Instead, volunteer energy and money flowed to another excellent candidate: Jamaal Bowman, who was running in the Bronx’s 16th District. A DFP poll in his race had helped convince lefties from all over the country that he was the one to help. The poll’s influence didn’t go unnoticed: Shane Goldmacher of the New York Times remarked: “Does anyone put out polls to push media narratives more effectively than @SeanMcElwee?”

This massive inflow of energy and attention in the final stretch was likely crucial to Bowman’s win. To many observers, Data for Progress seemed to have proven its thesis — that polling can be used to help advance a left-wing political agenda and help secure primary wins for the “progressive” wing of the Democratic Party. McElwee has been taking an extended victory lap in the media and on Twitter.

In a recent Atlantic magazine profile, he was quoted giving himself glowing reviews: “Yeah, I’m good at politics,” he modestly told reporter Elaine Godfrey. “Listen to Sean. This is the lesson.” In the piece, McElwee is effusive about the NY-15 race in particular, saying that Torres’s win “is a point for the normie-progressive theory of change.”

The Snapshot Heard Round the World

But there’s a major problem with this neat and tidy story. When the voting results finally rolled in, it emerged that DFP’s poll in the López/Torres race had been wrong in almost every possible way.

The poll that had pretty much singlehandedly driven media coverage in the final weeks of the campaign — anointing Torres and casting López aside — turned out to be completely off the mark, an almost ludicrous misrepresentation of the state of the race.

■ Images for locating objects
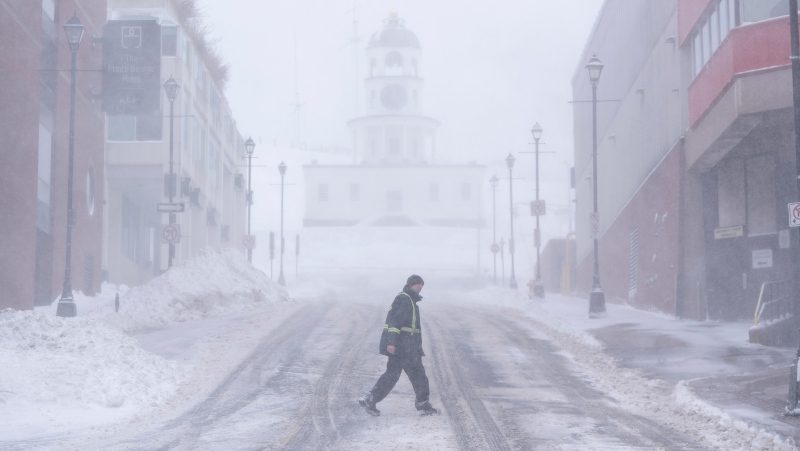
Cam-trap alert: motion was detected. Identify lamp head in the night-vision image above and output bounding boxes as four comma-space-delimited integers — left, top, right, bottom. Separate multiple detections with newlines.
586, 55, 603, 83
244, 138, 256, 155
531, 122, 542, 142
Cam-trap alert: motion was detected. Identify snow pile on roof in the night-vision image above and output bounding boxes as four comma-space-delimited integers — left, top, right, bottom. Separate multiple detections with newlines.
106, 250, 287, 331
0, 310, 184, 440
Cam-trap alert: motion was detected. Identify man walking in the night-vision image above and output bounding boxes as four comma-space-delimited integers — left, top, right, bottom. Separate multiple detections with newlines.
358, 274, 439, 416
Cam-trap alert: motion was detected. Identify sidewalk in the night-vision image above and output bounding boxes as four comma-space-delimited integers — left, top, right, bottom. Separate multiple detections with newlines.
544, 293, 800, 443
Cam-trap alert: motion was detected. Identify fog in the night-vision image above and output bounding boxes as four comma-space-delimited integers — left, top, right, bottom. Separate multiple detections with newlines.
199, 0, 602, 233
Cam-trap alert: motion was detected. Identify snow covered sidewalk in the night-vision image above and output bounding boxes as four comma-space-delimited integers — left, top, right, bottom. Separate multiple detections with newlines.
450, 287, 800, 449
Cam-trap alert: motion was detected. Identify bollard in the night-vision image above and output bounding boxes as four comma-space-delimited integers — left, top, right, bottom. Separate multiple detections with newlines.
785, 328, 800, 416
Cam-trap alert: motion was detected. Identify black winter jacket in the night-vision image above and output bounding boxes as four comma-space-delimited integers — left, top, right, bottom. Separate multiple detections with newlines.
378, 287, 425, 357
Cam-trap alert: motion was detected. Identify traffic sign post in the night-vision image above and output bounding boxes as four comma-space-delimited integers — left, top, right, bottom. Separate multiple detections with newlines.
161, 224, 181, 244
789, 202, 800, 227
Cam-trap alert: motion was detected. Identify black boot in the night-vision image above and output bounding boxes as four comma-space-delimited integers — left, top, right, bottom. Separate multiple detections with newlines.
416, 401, 439, 415
358, 393, 381, 417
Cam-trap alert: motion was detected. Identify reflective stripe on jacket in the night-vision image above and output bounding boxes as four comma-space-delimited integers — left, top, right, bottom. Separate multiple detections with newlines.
379, 291, 425, 355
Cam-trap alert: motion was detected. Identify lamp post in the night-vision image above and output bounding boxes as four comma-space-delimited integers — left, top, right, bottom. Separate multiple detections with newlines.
531, 122, 544, 298
164, 77, 178, 268
506, 154, 517, 289
56, 15, 84, 317
244, 138, 256, 263
278, 161, 286, 285
489, 175, 500, 285
586, 55, 606, 318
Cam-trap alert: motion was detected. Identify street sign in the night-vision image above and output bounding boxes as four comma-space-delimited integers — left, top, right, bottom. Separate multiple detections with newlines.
753, 249, 772, 269
158, 202, 186, 213
161, 224, 181, 244
789, 202, 800, 227
531, 199, 547, 216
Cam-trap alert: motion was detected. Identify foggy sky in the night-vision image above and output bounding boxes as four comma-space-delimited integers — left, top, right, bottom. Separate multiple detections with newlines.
199, 0, 602, 165
199, 0, 602, 239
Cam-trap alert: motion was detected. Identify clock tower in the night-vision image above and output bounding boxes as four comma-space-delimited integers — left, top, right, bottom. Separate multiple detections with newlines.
348, 13, 439, 166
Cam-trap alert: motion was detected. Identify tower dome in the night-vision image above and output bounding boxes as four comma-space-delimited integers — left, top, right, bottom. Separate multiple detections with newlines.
367, 13, 420, 48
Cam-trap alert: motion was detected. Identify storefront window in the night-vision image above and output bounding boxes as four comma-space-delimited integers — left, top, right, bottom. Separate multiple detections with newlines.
745, 155, 777, 236
717, 159, 745, 227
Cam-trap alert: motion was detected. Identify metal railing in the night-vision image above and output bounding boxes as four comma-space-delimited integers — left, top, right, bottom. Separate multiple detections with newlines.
753, 279, 795, 326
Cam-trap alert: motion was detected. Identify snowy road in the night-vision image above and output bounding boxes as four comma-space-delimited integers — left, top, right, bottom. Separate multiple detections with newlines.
50, 299, 720, 450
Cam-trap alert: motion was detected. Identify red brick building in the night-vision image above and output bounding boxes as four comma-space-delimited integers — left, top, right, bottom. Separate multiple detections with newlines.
0, 0, 106, 309
573, 0, 800, 338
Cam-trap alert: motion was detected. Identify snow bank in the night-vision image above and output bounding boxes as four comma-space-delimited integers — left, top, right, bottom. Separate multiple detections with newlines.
0, 310, 183, 440
0, 247, 287, 442
106, 250, 287, 331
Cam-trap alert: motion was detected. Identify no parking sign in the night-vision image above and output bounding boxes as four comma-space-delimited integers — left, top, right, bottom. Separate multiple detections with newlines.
789, 202, 800, 227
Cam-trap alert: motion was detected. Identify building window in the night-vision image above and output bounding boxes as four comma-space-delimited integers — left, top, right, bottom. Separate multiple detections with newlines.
120, 196, 140, 263
36, 123, 53, 233
161, 25, 178, 56
717, 155, 777, 236
428, 183, 439, 202
745, 155, 777, 236
386, 52, 403, 67
108, 113, 163, 141
717, 159, 746, 227
461, 183, 472, 200
386, 191, 403, 211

■ What to work on
1. Name every person mentioned in the Data for Progress excerpt.
2. Go on with the Data for Progress excerpt, picking up right after its last sentence.
These entries are separate material and have nothing to do with the Data for Progress excerpt.

■ Answers to the problems
1. Jamaal Bowman, Shane Goldmacher, Sean McElwee, Elaine Godfrey, Torres, López

2.
In reality, Rubén Díaz Sr (the right-wing bogeyman who had been in first place in the poll and whom progressives supposedly had to unite to defeat) hadn’t been a threat at all. He ended up in third place, beaten handily not only by Ritchie Torres, but also by another candidate, Michael Blake. Blake, who in the DFP poll had been credited with a meager 6 percent — a whopping 16 points below Díaz — actually ended up with 18 percent of the vote, almost 4 points above Díaz. As for Samelys López, her share of the vote turned out to be seven times higher than the DFP poll indicated — 14 percent rather than 2 percent, a virtual tie with Díaz’s 14.4 percent. Contrary to McElwee’s fearmongering, progressives didn’t need to “unite” to defeat Díaz. Samelys López had opened up a democratic-socialist lane all her own.

To put this in perspective: despite the massive last-minute media hype about the danger of the “unelectable” López splitting the vote and electing Díaz, the socialist López essentially tied Díaz herself. Running a grassroots campaign with a tiny fraction of Torres’s money, having no prior name recognition, campaigning in a pandemic, and fighting against a contradictory media narrative that painted her as somehow both inconsequential and a potential spoiler, López defeated all but three of the twelve contenders in the race, receiving more than three times as many votes as the well-known former speaker of the City Council.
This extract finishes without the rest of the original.